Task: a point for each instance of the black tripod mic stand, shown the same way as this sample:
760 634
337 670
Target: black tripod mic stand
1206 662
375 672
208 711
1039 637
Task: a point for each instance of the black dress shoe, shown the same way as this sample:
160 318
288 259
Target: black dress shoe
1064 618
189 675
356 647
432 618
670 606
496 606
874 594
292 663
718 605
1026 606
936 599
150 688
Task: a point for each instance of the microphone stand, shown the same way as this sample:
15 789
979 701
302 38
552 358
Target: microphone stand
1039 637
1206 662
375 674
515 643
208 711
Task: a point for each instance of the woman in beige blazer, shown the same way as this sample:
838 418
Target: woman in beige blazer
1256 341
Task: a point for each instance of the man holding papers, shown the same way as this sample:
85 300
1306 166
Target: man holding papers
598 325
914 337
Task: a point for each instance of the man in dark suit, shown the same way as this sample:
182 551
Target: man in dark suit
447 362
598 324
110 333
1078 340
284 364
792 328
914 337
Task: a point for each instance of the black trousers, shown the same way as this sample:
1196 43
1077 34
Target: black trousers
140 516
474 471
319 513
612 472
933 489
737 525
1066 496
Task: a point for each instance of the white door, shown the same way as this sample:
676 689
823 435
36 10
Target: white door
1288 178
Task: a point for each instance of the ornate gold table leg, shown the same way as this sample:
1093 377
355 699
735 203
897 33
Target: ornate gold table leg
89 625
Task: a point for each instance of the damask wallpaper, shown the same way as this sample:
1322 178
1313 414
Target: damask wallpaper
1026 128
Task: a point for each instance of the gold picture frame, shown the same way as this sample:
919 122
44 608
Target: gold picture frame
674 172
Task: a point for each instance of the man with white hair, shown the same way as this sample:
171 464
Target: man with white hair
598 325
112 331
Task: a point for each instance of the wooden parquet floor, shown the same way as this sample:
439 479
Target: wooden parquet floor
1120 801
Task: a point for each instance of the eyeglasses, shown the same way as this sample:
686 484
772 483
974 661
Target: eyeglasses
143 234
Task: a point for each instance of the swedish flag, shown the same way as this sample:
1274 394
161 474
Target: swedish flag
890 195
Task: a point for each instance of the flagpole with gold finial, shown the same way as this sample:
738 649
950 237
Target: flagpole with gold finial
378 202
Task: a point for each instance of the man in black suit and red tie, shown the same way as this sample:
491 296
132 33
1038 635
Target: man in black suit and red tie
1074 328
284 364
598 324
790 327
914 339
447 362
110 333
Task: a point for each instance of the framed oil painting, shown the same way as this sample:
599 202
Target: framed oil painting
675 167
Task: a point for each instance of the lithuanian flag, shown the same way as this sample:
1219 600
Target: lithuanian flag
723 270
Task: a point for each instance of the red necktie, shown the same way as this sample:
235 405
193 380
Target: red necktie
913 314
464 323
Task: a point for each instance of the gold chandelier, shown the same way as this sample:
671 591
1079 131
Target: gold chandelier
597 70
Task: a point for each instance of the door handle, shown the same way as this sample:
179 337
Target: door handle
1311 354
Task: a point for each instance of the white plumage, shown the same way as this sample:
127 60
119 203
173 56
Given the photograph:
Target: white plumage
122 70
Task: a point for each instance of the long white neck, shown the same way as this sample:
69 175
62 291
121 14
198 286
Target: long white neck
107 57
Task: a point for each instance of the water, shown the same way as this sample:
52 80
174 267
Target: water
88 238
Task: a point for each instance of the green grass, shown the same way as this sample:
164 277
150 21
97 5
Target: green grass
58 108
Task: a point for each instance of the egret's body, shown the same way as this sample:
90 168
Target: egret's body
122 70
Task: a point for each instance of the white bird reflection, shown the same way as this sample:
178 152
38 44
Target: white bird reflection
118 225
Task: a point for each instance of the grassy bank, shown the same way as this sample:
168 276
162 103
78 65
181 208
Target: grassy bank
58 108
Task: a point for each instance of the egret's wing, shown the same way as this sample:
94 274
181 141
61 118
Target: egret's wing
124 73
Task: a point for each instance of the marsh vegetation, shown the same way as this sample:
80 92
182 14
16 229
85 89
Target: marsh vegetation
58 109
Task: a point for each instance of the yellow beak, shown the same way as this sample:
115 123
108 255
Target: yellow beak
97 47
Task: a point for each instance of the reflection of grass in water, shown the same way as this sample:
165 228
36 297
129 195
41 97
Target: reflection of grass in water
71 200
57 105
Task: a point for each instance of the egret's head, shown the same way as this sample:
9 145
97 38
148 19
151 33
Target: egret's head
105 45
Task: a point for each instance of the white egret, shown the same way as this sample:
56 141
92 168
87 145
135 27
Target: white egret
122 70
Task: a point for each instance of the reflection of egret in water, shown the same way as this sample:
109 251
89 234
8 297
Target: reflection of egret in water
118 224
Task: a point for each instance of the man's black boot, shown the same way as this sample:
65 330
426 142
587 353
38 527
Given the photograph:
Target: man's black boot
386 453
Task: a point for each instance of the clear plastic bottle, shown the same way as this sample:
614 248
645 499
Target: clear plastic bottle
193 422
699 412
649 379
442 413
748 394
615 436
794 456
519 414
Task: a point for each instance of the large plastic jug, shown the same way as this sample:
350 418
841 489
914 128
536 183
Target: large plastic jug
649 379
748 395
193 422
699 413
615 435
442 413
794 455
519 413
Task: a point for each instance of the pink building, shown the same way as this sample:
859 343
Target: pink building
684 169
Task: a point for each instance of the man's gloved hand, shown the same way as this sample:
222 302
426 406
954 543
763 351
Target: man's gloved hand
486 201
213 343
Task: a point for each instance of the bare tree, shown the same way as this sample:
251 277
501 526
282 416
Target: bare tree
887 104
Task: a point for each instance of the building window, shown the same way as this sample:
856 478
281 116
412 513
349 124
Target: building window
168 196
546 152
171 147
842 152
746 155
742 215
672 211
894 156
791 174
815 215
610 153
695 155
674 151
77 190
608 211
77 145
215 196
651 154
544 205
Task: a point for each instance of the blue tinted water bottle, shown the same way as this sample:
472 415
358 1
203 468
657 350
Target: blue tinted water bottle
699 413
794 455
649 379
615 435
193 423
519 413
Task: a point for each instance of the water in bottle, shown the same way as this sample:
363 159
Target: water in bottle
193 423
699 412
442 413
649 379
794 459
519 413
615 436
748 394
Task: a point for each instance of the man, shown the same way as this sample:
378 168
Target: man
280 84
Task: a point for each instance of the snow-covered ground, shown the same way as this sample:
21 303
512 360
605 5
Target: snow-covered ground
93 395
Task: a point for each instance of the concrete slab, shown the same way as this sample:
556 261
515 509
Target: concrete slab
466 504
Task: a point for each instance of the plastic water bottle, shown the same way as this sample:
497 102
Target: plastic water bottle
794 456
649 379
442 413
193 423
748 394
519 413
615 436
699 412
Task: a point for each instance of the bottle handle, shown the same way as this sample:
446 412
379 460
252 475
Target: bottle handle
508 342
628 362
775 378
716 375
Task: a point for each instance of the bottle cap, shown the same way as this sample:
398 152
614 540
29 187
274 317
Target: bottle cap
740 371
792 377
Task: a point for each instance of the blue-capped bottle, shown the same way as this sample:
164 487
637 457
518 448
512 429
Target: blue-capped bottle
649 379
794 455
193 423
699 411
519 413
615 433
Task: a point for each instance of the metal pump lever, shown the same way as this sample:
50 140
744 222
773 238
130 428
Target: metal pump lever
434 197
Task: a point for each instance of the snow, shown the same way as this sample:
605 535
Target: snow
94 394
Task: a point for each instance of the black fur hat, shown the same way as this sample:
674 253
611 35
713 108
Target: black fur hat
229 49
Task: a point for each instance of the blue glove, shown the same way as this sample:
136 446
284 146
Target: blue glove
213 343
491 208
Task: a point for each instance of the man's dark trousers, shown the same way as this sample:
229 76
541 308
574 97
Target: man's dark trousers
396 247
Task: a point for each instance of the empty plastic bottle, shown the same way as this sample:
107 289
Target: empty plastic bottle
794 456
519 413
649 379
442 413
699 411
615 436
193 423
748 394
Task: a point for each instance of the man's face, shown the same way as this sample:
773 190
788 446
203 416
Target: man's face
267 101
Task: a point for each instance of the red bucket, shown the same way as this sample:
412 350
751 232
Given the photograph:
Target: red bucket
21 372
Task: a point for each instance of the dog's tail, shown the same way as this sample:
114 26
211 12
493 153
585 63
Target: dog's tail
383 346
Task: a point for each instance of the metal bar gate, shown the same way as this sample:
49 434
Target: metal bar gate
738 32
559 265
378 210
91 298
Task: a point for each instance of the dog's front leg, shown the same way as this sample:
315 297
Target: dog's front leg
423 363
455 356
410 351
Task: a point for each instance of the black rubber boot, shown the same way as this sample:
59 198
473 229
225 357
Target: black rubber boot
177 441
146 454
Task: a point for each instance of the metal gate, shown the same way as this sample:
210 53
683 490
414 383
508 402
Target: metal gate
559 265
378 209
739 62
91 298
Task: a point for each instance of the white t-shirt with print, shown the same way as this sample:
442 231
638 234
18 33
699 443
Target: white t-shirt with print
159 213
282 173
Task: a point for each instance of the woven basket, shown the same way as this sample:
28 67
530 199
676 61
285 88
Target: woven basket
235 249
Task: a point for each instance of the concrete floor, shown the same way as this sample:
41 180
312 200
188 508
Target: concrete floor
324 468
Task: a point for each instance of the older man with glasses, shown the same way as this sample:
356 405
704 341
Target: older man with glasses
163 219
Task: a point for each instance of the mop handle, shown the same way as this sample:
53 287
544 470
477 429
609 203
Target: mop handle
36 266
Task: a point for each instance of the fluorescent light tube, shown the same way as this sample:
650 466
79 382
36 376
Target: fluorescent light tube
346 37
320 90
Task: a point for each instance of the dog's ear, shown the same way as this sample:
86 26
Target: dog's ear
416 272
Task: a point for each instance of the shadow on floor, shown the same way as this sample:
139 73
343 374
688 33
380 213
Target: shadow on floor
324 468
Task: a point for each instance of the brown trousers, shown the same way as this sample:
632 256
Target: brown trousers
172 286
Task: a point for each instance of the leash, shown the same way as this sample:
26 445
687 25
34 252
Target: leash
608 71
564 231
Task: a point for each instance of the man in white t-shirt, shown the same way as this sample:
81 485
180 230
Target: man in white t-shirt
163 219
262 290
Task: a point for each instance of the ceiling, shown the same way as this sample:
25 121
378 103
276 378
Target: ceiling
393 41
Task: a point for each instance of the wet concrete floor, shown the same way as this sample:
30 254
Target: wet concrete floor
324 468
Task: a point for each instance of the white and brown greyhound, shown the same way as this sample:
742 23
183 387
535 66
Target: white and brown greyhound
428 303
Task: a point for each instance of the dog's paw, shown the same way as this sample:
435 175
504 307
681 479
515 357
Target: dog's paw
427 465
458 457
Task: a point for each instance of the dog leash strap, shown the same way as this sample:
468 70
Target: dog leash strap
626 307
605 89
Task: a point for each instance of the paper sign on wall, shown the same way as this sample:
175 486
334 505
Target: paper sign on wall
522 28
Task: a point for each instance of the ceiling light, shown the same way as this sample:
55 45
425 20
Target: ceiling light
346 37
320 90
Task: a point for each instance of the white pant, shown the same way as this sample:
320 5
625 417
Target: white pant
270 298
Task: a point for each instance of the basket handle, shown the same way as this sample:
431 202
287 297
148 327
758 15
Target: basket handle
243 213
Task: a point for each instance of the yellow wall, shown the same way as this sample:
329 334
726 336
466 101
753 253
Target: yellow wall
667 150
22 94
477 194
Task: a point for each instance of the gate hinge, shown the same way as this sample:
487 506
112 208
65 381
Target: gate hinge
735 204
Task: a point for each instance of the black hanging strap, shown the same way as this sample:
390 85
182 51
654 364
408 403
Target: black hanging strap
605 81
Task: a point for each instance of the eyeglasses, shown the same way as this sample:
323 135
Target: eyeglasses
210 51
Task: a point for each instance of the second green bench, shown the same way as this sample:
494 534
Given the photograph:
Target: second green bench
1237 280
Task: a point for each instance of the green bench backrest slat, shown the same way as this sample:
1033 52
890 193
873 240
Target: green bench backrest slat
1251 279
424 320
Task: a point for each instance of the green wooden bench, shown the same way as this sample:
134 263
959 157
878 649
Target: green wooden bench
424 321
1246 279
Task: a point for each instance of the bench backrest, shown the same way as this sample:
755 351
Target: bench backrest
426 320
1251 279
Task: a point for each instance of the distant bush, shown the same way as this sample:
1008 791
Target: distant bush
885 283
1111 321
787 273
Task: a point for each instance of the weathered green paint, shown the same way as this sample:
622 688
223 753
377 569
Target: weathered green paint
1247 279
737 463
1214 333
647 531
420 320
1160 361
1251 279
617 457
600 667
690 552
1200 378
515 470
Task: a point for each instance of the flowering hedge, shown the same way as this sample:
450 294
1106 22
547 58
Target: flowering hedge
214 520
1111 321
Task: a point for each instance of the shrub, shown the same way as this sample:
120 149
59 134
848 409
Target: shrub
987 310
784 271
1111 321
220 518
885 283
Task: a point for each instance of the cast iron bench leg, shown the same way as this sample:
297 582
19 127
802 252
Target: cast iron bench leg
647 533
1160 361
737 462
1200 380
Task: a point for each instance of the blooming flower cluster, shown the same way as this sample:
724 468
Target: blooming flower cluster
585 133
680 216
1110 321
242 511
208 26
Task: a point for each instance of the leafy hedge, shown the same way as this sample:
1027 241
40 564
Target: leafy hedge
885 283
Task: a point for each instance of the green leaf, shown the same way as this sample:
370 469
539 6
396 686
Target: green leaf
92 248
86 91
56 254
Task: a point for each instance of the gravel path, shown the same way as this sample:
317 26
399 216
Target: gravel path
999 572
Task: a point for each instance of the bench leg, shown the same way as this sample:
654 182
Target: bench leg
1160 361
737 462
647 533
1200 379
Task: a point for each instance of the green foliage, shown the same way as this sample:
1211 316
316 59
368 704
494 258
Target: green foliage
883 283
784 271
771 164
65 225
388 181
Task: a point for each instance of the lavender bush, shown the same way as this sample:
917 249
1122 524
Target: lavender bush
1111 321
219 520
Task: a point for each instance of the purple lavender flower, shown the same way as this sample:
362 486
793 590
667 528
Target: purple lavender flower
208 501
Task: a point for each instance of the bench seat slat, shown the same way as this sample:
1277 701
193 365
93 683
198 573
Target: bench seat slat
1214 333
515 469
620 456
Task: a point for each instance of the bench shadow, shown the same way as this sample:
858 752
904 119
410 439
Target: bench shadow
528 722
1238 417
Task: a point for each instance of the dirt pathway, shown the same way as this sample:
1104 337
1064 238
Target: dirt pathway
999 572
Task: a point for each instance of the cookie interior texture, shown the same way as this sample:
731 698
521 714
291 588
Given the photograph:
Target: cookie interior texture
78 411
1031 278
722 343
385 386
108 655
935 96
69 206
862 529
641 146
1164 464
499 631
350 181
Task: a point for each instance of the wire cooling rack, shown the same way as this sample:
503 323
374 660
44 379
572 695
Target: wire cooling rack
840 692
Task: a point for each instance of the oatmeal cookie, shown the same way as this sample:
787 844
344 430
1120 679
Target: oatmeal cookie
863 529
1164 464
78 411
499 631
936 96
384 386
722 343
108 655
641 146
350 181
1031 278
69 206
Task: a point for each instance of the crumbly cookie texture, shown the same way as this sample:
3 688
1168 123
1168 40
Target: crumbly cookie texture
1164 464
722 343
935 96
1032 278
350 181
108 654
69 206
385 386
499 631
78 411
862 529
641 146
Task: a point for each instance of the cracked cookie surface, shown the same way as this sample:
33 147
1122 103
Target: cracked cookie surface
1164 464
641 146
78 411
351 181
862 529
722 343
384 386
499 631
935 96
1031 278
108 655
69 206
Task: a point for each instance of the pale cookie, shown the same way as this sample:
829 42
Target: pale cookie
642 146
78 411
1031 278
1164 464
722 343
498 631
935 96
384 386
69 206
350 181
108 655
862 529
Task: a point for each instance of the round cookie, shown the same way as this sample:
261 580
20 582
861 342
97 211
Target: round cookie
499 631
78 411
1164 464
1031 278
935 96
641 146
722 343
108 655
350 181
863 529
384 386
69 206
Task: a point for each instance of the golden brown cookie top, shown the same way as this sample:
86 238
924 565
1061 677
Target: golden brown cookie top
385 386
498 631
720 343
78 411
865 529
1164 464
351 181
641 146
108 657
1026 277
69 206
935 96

==========

(What you need to do) Rescale the part of the entries that opens with the line containing "Task: a point for each instance of the golden" and closes with the end of the entries. Reproduce every line of it, including the request and its sample points, and multiply only the answer point coordinates by 1.85, rounding each to a whole number with halves rounded up.

(Completed task)
Task: a point for each instance of the golden brown cookie top, shown the same way as this sample:
86 238
924 565
1061 677
Target: golden brown cookie top
712 714
921 1167
1332 635
144 760
1600 979
2153 858
649 335
1186 270
200 1215
1898 512
128 381
1730 178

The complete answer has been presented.